Weingart pulled a defibrillator from the vehicle, he said. Firefighters Michelle Salmon and Chris Drum also arrived on he scene.

At this point in the meeting, a moment of silence was taken for Drum, who died at 42 recently.

Recalling the day she helped to save OByrne, Salmon said the adrenaline “just kicked in.”

Renee Phelps, who was also present, said she made it to Southold from Cutchogue, and traffic just worked out to ensure she’d be there to help save him.

As his rescuers worked desperately to save him, performing CPR and using the defibillator, “two or three times they tried and my heart failed to restart,” he said.

By the time he was in the ambulance and shocked a fourth time,  EMTs were finally able to establish a heartbeat, and OByrne began breathing again independently.

“Four times, you snatched me back from death,” he said.

Describing what it felt like to have actually died, OByrne said, ” I kind of remember my body, not like lying in bed before you sleep, just sensations, a whooshing feeling. I remember hearing a few spoken syllables, not even full words.”

“That’s probably a good thing,” one of the EMTs joked.

OByrne laughed. “A cousin of mine asked me, ‘Now that you’ve died, tell me about the other side.’ I told him, ‘I’m sorry to disappoint you, but there were no pearly gates, no white lights. Truth be told, I don’t think they let me out of the car in the parking lot near the pearly gates before they sent me back.'”

Taken first to Eastern Long Island Hospital, he was next airlifted to Stony Brook Hospital, where he died, again, and a defibrillator was used to bring him back.

OByrne had a quadruple bypass.

Brimming with emotion, OByrne thanked his team of angels and Dr. Harold Fernandez, his surgeon, as well as the staff at Stony Brook.

As he recovers, OByrne said life will be markedly different. With a defibrillator in his chest, he can no longer drive trucks, but has worked in other fields, including as a consultant to pension funds.

Although at first, it did not seem as if he’d survive — relatives were told at Eastern Long Island Hospital that he was in very bad shape — OByrne said Dr. Fernandez, and all who had a hand in his rescue, saved him.

Dr. Daniel Yellon, OByrne said, saw him at Stony Brook for gall bladder issues, and told him, “In all my years, I’ve never heard of anyone who’s gone through the amount of trauma you did and came out as well as you did. You have no idea what a miracle you are. That’s because of you folks here.”

## ASSIGNED TASK
Resume the news account of OByrne's cardiac arrest and rescue, picking up right after its last sentence.

## LISTED ENTRIES

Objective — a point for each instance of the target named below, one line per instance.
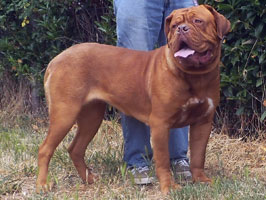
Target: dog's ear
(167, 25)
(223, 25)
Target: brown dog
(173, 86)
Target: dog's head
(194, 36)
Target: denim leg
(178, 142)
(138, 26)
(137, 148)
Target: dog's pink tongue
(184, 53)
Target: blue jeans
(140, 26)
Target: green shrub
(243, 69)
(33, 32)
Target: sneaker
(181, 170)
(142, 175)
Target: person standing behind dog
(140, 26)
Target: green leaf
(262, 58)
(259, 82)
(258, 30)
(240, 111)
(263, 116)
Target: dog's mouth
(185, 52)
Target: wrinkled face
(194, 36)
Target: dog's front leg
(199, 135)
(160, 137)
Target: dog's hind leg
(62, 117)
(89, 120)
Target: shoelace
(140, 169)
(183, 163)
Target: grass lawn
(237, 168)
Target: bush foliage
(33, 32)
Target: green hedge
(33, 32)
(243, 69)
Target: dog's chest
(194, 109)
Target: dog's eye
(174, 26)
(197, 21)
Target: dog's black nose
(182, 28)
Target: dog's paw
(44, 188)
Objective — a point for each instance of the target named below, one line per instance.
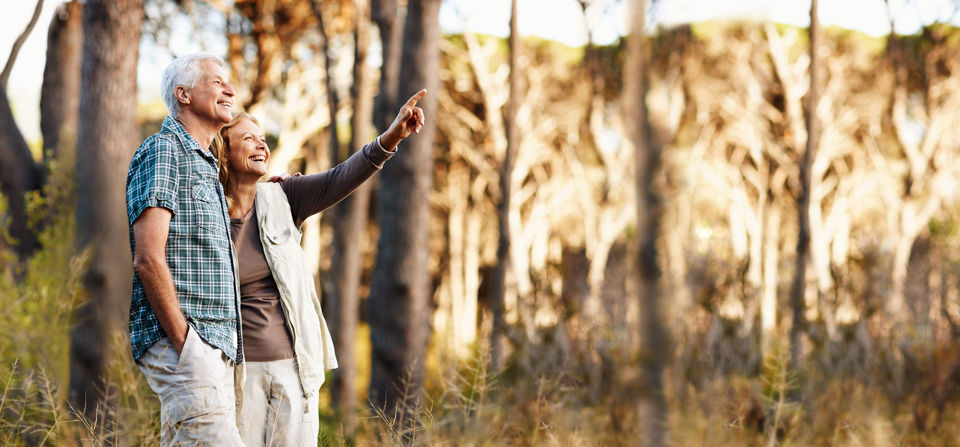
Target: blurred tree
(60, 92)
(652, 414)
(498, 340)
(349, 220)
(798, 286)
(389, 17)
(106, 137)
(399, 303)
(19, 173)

---

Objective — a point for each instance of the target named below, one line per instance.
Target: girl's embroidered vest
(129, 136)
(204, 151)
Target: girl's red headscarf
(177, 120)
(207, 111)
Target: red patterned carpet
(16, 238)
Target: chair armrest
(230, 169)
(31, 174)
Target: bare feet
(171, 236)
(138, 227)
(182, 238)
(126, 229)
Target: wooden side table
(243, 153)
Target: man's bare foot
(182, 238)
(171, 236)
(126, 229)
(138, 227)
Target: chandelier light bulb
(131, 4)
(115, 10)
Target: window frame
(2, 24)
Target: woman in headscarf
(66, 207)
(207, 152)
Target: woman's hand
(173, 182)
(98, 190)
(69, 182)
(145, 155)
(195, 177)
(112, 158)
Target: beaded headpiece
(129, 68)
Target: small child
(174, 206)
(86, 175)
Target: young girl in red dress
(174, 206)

* * *

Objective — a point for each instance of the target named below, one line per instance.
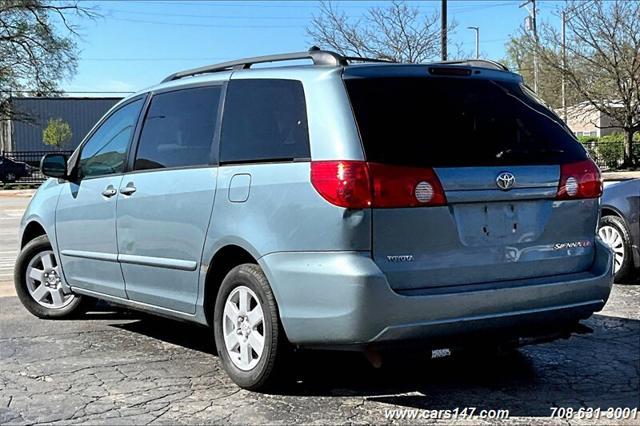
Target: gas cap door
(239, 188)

## RESPONSE FOR THIS EXERCISE
And then, pointing to another incident he’s seen as nothing short of a miracle, OByrne describes something that happened during his hospital stay.

“They’d stopped the pain meds for a procedure and I wasn’t surrounded by pain, I was immersed in it,” he said. “I was in a fetal position and I remember saying to God, ‘No disrespect to the doctors and EMTs who saved me, but if this is what you saved me for, it may have been better if you let me go. I’m not making it here. If this was a miracle, I need your help. Give me a sign.'”

A few minutes later, OByrne said his roommate asked if he was Christian and OByrne, a former alter boy, said he had beliefs. His roommate prayed for him and put his hand on his shoulder.

“He had no idea what he’d just done. Ten minutes before, I’d asked for a sign or a message. “God’s not going to come in a thunderbolt or a ghostly form. He comes through your hands. That’s what you folks did.”

OByrne and Chris Manfredi of the Southold Fire Department presented all the rescuers with pins.

“Thank you for saving my life,” he said to his saviors, in a past SoutholdLocal interview. “It’s a miracle. Not just to come back with my life, but with my memory, my vocabulary, my experiences — I’ve spent a lifetime accumulating it all and to come back and have it all with me is such a gift. They not only saved my life but they restored me to my full life, accumulated through years of experience and learning. They are truly heroes and words can not properly convey my thanks to them.”